Output the full listing word for word.

********************

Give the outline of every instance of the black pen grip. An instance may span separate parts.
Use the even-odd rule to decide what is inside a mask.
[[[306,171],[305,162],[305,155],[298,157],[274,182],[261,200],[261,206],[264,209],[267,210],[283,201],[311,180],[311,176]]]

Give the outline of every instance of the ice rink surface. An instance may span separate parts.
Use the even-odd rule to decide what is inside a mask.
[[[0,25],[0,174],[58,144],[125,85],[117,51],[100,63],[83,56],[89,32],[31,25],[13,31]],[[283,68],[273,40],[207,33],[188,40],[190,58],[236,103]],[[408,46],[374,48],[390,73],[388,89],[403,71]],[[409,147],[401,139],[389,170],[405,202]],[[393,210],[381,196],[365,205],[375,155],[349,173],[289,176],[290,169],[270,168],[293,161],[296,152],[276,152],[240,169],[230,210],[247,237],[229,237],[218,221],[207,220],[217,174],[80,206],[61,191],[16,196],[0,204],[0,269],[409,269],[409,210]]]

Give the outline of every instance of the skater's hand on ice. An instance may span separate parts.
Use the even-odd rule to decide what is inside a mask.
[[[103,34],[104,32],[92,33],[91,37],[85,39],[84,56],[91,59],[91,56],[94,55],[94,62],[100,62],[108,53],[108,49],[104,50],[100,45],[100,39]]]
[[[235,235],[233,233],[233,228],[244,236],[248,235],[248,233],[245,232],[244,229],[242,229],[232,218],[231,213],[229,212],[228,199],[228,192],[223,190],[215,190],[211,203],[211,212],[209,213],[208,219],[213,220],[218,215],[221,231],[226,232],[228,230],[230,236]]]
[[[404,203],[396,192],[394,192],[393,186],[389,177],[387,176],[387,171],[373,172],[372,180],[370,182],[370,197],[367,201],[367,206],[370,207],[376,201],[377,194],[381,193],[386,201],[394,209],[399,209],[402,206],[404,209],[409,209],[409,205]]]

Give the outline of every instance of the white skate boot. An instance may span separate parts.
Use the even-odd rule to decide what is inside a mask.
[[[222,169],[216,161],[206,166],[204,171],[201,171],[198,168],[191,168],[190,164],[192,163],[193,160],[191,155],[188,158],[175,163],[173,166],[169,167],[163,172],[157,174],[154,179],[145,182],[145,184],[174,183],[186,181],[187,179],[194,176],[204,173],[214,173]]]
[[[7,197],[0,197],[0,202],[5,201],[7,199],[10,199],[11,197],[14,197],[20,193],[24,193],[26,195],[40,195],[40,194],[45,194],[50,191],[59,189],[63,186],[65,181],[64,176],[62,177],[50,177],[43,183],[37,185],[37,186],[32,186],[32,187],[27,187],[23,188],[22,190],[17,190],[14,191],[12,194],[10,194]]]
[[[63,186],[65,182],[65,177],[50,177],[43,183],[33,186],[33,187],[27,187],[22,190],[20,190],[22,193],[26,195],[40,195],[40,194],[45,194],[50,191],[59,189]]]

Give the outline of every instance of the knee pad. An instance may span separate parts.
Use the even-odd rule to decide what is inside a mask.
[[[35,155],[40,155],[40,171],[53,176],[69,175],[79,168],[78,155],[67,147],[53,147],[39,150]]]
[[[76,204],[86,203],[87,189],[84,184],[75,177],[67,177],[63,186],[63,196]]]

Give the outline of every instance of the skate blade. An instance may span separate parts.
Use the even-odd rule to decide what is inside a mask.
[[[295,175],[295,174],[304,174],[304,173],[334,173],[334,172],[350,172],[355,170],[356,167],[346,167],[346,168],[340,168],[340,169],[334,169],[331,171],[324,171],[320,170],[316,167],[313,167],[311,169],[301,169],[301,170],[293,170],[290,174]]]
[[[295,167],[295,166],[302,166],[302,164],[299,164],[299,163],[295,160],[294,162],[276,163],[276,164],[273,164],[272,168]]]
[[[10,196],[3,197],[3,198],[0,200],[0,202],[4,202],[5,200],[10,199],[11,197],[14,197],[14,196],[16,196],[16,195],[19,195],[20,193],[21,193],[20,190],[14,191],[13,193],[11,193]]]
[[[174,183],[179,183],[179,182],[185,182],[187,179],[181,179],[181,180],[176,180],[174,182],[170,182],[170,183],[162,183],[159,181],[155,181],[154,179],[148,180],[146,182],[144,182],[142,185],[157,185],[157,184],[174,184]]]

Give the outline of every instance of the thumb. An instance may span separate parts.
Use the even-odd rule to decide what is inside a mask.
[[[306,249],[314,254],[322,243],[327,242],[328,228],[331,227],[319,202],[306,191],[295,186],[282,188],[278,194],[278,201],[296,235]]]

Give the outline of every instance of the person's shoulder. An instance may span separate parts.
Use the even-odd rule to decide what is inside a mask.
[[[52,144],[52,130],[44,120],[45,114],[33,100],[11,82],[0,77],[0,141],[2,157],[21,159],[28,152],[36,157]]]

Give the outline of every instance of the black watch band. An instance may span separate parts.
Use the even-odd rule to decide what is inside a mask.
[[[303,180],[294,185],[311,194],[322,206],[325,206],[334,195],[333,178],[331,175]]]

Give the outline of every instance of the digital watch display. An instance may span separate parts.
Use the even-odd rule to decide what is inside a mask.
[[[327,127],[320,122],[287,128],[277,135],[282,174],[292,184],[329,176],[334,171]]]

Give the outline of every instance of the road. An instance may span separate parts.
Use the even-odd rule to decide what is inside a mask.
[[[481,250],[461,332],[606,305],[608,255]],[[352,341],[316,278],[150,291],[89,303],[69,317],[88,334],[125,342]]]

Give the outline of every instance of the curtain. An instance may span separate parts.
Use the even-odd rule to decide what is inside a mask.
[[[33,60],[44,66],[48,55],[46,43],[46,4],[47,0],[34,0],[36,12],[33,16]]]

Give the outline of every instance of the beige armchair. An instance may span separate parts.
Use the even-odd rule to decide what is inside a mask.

********************

_EXERCISE SOLUTION_
Give the outline of every instance of the black pen grip. An instance may span separate parts.
Use the even-odd rule to decide what is inside a mask.
[[[306,171],[305,162],[305,155],[298,157],[274,182],[261,200],[261,206],[264,209],[267,210],[283,201],[311,180],[311,176]]]

Give the outline of every instance of the ice rink surface. An instance may span separate parts.
Use the even-odd rule to decide what is inside a mask.
[[[0,25],[0,174],[58,144],[125,85],[117,51],[100,63],[83,56],[89,32],[31,25],[13,31]],[[283,68],[273,40],[207,33],[188,40],[190,58],[236,103]],[[408,46],[374,48],[390,73],[388,89],[403,71]],[[409,147],[401,139],[389,170],[405,202]],[[393,210],[381,196],[365,205],[375,155],[349,173],[289,176],[290,169],[270,168],[293,161],[296,152],[276,152],[240,169],[230,210],[247,237],[229,237],[218,221],[207,220],[217,174],[80,206],[61,191],[16,196],[0,204],[0,269],[409,269],[409,210]]]

Give the outline of every instance of the skater's hand on ice. An instance may span separate parts.
Use the even-odd rule to decide what is inside a mask.
[[[103,34],[104,32],[92,33],[91,37],[85,39],[84,56],[91,59],[91,56],[94,55],[94,62],[100,62],[108,53],[108,49],[104,50],[100,45],[100,39]]]
[[[235,235],[233,233],[233,228],[244,236],[248,235],[248,233],[245,232],[244,229],[242,229],[232,218],[231,213],[229,212],[228,199],[228,192],[223,190],[215,190],[211,203],[211,212],[209,213],[208,219],[213,220],[218,215],[221,231],[226,232],[228,230],[230,236]]]
[[[404,203],[396,192],[394,192],[393,186],[389,177],[387,176],[387,171],[373,172],[372,180],[370,182],[370,197],[367,201],[367,206],[370,207],[376,201],[377,194],[381,193],[386,201],[394,209],[399,209],[402,206],[404,209],[409,209],[409,205]]]

Give the outline of every instance of the white skate boot. An instance may span separate parts.
Use the even-odd rule to decide what is inside a mask.
[[[222,169],[216,161],[206,166],[204,171],[201,171],[198,168],[191,168],[190,164],[192,163],[193,160],[191,155],[188,158],[175,163],[173,166],[169,167],[163,172],[157,174],[154,179],[145,182],[145,184],[174,183],[186,181],[187,179],[194,176],[204,173],[214,173]]]
[[[7,197],[0,197],[0,202],[5,201],[7,199],[10,199],[11,197],[14,197],[20,193],[24,193],[26,195],[40,195],[40,194],[45,194],[50,191],[59,189],[63,186],[65,181],[64,176],[62,177],[50,177],[43,183],[37,185],[37,186],[32,186],[32,187],[27,187],[23,188],[22,190],[17,190],[14,191],[12,194],[10,194]]]
[[[63,186],[65,182],[65,177],[50,177],[43,183],[33,186],[33,187],[27,187],[22,190],[20,190],[22,193],[26,195],[40,195],[40,194],[45,194],[50,191],[59,189]]]

Give the outline of every instance of the knee pad. An instance may span separate parts.
Use the even-odd rule to decide what is inside a mask.
[[[35,155],[40,155],[40,171],[53,176],[69,175],[79,168],[78,155],[67,147],[53,147],[39,150]]]
[[[76,204],[86,203],[87,189],[84,184],[75,177],[67,177],[63,186],[63,196]]]

Give the outline of every instance of the skate blade. An instance may span separate parts.
Use the even-odd rule to decide what is inside a mask.
[[[295,175],[295,174],[304,174],[304,173],[334,173],[334,172],[350,172],[355,170],[356,167],[346,167],[346,168],[340,168],[340,169],[334,169],[331,171],[324,171],[320,170],[316,167],[313,167],[311,169],[301,169],[301,170],[293,170],[290,174]]]
[[[295,167],[295,166],[302,166],[302,164],[299,164],[299,163],[295,160],[294,162],[276,163],[276,164],[273,164],[272,168]]]
[[[10,196],[3,197],[3,198],[0,200],[0,202],[4,202],[5,200],[10,199],[11,197],[14,197],[14,196],[16,196],[16,195],[19,195],[20,193],[21,193],[20,190],[14,191],[13,193],[11,193]]]
[[[174,183],[179,183],[179,182],[185,182],[187,179],[181,179],[181,180],[176,180],[174,182],[170,182],[170,183],[162,183],[159,181],[155,181],[154,179],[148,180],[146,182],[144,182],[142,185],[157,185],[157,184],[174,184]]]

Give the outline of every instance of the thumb. An instance may span separate parts.
Use the even-odd rule to decide what is inside a mask.
[[[306,249],[314,254],[322,243],[327,242],[328,228],[331,227],[319,202],[306,191],[295,186],[282,188],[278,194],[278,201],[296,235]]]

Give the outline of every instance of the person's shoulder. An instance may span separate parts.
Use the even-odd rule to decide what is inside a mask.
[[[52,144],[52,130],[44,120],[45,114],[33,100],[11,82],[0,77],[0,141],[2,157],[21,159],[28,152],[36,157]]]

Give the outline of every instance of the black watch band. An instance may span separate parts.
Use the even-odd rule to decide what is inside a mask.
[[[303,180],[294,185],[311,194],[322,206],[325,206],[334,195],[333,178],[331,175]]]

Give the outline of every instance of the digital watch display. An instance may span separate parts.
Use the even-odd rule to decide what is inside a mask.
[[[327,127],[320,122],[287,128],[277,135],[282,174],[292,184],[329,176],[334,171]]]

Give the outline of every instance of the road. An instance may span separate parts.
Use the even-odd rule to decide what is inside a mask.
[[[481,250],[461,332],[606,305],[608,255]],[[352,341],[316,278],[150,291],[89,303],[69,317],[88,334],[125,342]]]

Give the outline of every instance of the curtain. An instance may span separate parts.
Use the even-odd rule to decide what is inside a mask.
[[[33,60],[44,66],[48,55],[46,43],[46,4],[47,0],[34,0],[36,12],[33,16]]]

Give the outline of every instance of the beige armchair. An instance may span separate parts.
Use the even-odd rule to decide what is inside a mask.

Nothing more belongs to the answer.